** TASK DESCRIPTION **
Update the material below so that every "give the outline" reads "trace the outline" instead, and keep everything else the same.

** INPUT **
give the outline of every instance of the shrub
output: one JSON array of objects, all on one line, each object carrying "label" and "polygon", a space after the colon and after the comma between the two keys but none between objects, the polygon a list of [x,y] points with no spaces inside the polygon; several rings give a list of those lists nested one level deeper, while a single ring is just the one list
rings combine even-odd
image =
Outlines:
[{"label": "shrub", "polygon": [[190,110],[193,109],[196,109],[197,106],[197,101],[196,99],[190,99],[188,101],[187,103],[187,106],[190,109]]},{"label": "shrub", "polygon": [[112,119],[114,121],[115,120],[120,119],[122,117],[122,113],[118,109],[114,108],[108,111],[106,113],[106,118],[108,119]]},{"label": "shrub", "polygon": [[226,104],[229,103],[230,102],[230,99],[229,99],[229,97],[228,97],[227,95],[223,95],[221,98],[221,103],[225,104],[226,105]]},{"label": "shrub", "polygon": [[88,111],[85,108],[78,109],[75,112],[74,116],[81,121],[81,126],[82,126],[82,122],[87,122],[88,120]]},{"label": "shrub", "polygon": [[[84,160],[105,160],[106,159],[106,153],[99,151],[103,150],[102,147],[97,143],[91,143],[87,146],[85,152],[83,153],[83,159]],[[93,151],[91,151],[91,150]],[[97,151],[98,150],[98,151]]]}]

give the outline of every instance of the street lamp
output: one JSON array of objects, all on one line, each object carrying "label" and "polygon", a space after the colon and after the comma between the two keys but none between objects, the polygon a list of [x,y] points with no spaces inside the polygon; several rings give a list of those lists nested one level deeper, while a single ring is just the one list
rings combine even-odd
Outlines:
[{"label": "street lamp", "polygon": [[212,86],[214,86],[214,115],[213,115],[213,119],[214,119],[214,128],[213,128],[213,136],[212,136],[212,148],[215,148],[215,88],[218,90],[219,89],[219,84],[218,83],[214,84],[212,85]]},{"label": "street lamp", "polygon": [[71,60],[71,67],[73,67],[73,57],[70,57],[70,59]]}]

** TASK OUTPUT **
trace the outline of every instance of the shrub
output: one JSON array of objects, all on one line, each object carrying "label" and "polygon", a space after the colon and after the comma between the two keys but none between objects, the polygon a list of [x,y] points with no spaces inside the polygon; several rings give a list of those lists nested one level deeper, while a single ring is just the one list
rings combine even-odd
image =
Outlines:
[{"label": "shrub", "polygon": [[190,110],[193,109],[196,109],[197,106],[197,101],[196,99],[190,99],[188,101],[187,103],[187,106],[190,109]]},{"label": "shrub", "polygon": [[112,119],[114,121],[115,120],[120,119],[122,117],[122,113],[118,109],[114,108],[108,111],[106,113],[106,118],[108,119]]},{"label": "shrub", "polygon": [[226,104],[229,103],[230,102],[230,99],[229,99],[229,97],[228,97],[227,95],[223,95],[221,98],[221,103],[225,104],[226,105]]},{"label": "shrub", "polygon": [[88,111],[85,108],[78,109],[75,112],[74,116],[81,121],[81,126],[82,126],[82,122],[87,122],[88,120]]},{"label": "shrub", "polygon": [[[84,160],[105,160],[106,159],[106,153],[99,151],[103,150],[102,147],[97,143],[91,143],[87,146],[85,152],[83,153],[83,159]],[[93,151],[91,151],[91,150]],[[97,151],[98,150],[98,151]]]}]

trace the outline of every instance of the street lamp
output: one JSON array of objects, all on one line, each object carrying "label" and "polygon", a space after the colon and after the comma between the two keys but none between objects, the polygon a list of [x,y] points with no spaces inside the polygon; several rings give a list of those lists nested one level deeper, while a single ring is just the one list
rings combine even-odd
Outlines:
[{"label": "street lamp", "polygon": [[212,86],[214,86],[214,115],[213,115],[213,119],[214,119],[214,128],[213,128],[213,136],[212,136],[212,148],[215,148],[215,88],[218,90],[219,89],[219,84],[218,83],[214,84],[212,85]]},{"label": "street lamp", "polygon": [[71,60],[71,67],[73,67],[73,57],[70,57],[70,59]]}]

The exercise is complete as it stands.